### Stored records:
☆ ☆ ☆ ☆
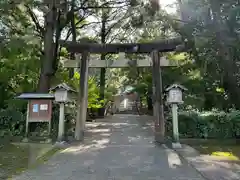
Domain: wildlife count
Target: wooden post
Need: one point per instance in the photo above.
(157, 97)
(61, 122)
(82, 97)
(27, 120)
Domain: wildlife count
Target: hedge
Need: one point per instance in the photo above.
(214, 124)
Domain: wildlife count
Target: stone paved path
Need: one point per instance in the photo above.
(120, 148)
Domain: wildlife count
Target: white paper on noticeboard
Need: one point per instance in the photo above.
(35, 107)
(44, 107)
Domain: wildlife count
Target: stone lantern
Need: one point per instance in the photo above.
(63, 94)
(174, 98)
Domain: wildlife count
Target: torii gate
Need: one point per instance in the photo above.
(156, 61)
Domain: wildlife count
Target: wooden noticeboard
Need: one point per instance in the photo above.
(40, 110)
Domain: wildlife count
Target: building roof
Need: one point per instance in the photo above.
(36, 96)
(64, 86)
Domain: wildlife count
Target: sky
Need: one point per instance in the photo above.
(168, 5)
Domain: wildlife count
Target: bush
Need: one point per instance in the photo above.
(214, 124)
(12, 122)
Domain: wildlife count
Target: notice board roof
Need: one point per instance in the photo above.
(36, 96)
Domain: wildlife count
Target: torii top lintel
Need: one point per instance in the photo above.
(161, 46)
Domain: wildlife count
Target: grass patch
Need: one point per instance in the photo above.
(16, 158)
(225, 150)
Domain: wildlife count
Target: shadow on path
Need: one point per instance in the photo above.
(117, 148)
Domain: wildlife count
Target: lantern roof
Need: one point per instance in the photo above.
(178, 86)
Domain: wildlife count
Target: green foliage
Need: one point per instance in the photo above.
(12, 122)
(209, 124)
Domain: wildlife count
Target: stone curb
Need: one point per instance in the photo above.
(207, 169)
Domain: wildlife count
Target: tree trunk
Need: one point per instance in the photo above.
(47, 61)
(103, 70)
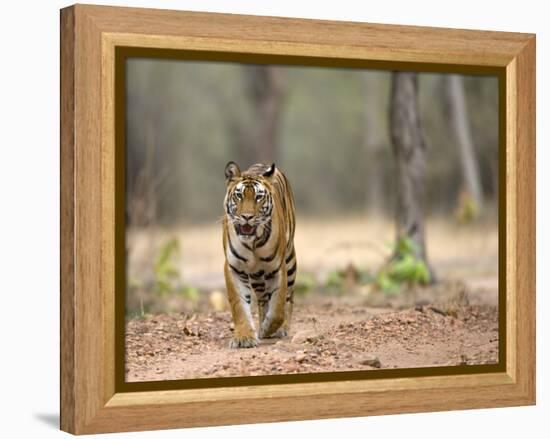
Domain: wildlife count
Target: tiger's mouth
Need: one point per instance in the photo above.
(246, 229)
☆ ☆ ☆ ☆
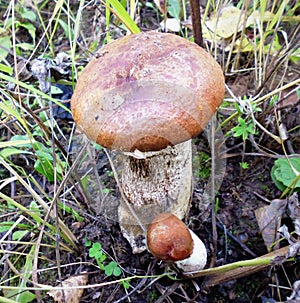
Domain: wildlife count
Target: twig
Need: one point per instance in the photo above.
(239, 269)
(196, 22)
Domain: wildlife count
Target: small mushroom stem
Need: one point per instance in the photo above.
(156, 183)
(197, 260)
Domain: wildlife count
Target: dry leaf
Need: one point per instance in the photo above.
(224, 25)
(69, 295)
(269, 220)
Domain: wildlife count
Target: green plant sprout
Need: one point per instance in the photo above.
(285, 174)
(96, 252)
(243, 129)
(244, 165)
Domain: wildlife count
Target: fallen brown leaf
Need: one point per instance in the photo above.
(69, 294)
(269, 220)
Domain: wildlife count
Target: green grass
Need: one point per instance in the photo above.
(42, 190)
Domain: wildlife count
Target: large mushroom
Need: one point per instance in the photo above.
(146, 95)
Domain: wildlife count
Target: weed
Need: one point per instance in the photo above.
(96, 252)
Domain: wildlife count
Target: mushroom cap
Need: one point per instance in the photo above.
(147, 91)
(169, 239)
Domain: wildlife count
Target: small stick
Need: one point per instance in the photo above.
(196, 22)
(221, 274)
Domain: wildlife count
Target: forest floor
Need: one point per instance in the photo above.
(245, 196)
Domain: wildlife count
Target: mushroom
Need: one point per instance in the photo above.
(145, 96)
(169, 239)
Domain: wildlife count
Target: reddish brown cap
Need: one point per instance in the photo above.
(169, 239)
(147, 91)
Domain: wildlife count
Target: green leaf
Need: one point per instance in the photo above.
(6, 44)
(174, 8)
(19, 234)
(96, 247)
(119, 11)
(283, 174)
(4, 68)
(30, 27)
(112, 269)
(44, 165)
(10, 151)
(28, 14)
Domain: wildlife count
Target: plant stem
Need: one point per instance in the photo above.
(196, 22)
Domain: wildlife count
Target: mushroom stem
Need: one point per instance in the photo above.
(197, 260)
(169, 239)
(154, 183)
☆ ☆ ☆ ☆
### Work to do:
Tally how many rows above contain the string "brown", matching case exactly. Reply with the number alone.

### Solution to the exercise:
2